• WHAT TO PRODUCE
Reproduce the items word for word, from the start of the items through the line holding "point(44, 169)", both inclusive. Leave the pictures out of your copy.

• MATERIAL
## begin

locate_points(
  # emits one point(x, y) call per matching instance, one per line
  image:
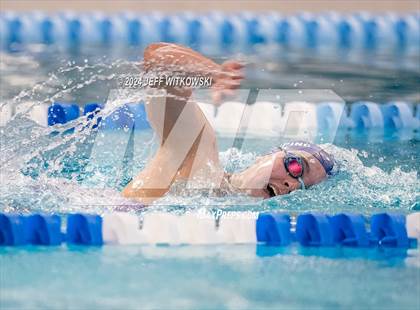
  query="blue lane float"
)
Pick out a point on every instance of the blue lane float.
point(12, 231)
point(84, 229)
point(43, 229)
point(389, 230)
point(349, 230)
point(61, 113)
point(314, 230)
point(393, 119)
point(273, 229)
point(217, 31)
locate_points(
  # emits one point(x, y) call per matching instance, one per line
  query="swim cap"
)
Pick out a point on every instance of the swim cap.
point(327, 160)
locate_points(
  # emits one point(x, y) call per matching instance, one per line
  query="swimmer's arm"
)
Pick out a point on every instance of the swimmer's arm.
point(154, 181)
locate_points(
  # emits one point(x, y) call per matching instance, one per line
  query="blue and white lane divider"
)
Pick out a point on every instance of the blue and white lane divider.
point(310, 229)
point(214, 31)
point(399, 120)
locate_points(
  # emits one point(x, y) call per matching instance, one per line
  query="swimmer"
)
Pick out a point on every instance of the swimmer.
point(293, 166)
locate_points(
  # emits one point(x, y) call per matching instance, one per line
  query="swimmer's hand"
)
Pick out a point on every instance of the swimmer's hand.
point(226, 80)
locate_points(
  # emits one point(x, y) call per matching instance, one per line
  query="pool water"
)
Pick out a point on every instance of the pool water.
point(52, 170)
point(208, 277)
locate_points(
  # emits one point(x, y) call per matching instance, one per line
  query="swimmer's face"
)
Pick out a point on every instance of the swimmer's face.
point(268, 177)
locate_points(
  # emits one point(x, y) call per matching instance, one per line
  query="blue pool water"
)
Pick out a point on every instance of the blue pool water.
point(225, 277)
point(43, 171)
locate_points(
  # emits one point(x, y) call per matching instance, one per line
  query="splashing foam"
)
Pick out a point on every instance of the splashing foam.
point(44, 169)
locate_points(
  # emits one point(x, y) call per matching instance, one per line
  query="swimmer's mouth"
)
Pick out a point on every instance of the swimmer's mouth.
point(271, 190)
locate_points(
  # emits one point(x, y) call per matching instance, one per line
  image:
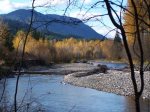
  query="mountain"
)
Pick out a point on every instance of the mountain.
point(50, 24)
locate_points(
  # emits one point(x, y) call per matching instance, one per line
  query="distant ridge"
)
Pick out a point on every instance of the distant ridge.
point(51, 23)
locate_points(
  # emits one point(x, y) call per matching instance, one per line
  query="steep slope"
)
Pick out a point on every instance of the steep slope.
point(50, 23)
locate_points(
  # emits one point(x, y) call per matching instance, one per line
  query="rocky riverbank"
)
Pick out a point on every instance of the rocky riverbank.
point(118, 82)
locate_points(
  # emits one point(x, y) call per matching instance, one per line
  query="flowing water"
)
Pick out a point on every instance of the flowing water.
point(43, 93)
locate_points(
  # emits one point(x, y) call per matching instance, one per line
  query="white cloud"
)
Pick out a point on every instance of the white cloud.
point(82, 15)
point(49, 2)
point(8, 6)
point(88, 1)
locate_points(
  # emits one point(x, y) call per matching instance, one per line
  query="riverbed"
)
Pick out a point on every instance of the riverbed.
point(45, 93)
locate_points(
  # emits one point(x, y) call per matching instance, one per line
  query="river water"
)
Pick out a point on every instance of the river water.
point(50, 94)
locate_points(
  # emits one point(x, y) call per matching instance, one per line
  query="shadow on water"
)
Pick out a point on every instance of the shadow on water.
point(50, 94)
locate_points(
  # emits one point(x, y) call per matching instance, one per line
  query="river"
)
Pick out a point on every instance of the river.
point(50, 94)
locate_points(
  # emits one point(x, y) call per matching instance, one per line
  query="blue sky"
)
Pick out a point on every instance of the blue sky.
point(76, 9)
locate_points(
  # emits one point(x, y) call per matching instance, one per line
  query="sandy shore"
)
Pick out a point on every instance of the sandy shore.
point(114, 81)
point(118, 82)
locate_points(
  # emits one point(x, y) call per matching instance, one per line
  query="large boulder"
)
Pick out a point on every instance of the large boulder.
point(102, 68)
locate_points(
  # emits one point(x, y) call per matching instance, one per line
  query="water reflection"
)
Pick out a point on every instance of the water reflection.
point(49, 94)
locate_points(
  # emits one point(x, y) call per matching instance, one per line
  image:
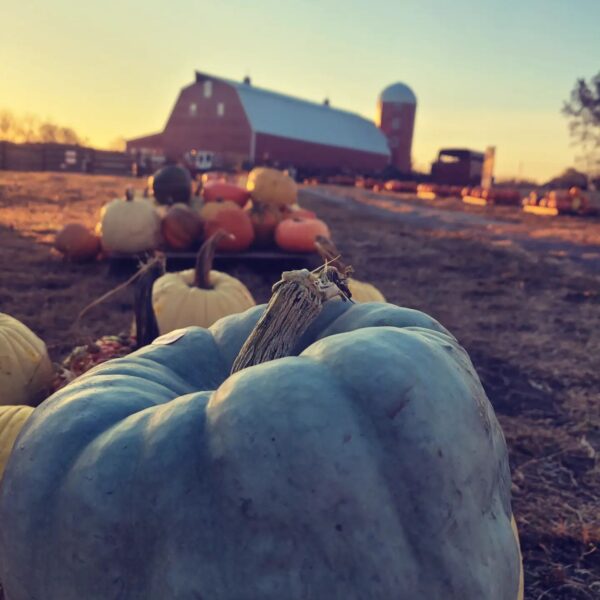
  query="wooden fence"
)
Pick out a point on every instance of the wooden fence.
point(63, 157)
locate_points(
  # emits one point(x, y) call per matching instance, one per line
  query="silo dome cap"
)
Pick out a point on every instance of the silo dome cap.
point(398, 92)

## end

• OUTPUT BELOW
locate_points(
  # emits one point(x, y) call per matching instance, one per line
  image:
  query="blue lane float"
)
Pick out a point on every instance of the blue lane float.
point(12, 231)
point(84, 229)
point(43, 229)
point(389, 230)
point(349, 230)
point(61, 113)
point(314, 230)
point(393, 119)
point(273, 229)
point(217, 31)
locate_points(
  # emits one point(x, y) call per matching instance, one per line
  query="swim cap"
)
Pick out a point on every instance of the swim cap.
point(327, 160)
locate_points(
  # emits one point(x, y) call per matching instance, one per line
  query="swimmer's arm"
)
Pick out a point on every instance of the swimmer's arm.
point(154, 181)
locate_points(
  # emits one point(x, y) call per matching instance, one per line
  query="blue and white lane divider"
)
Pick out a point on every instance of the blue and white lane divider.
point(310, 229)
point(214, 31)
point(399, 120)
locate_points(
  # emits one point(x, y) call per matching instance, one per line
  query="swimmer"
)
Pick out a point on every instance of the swimmer.
point(293, 166)
locate_points(
  # emits one point(x, y) call per matching instance, one per line
  query="swimmer's hand"
)
Pick out a point on every instance of the swimmer's hand.
point(226, 80)
locate_points(
  # emits one point(x, y) call per matching instance, one per line
  query="pool water"
)
Pick out a point on every instance of the pool water.
point(52, 170)
point(208, 277)
locate_points(
  # emits one point(x, y) call per matching instance, one per line
  query="swimmer's face"
)
Pick out a point on every instance of the swimmer's face.
point(268, 177)
locate_points(
  # emits one point(x, y) call per matching instance, one per line
  query="blue pool water"
)
Pick out a point on every instance of the blue pool water.
point(225, 277)
point(43, 171)
locate_points(
  # emits one point(x, y) call per matching instance, one per line
  query="splashing foam"
)
Pick out a point on every instance of the splashing foam.
point(44, 169)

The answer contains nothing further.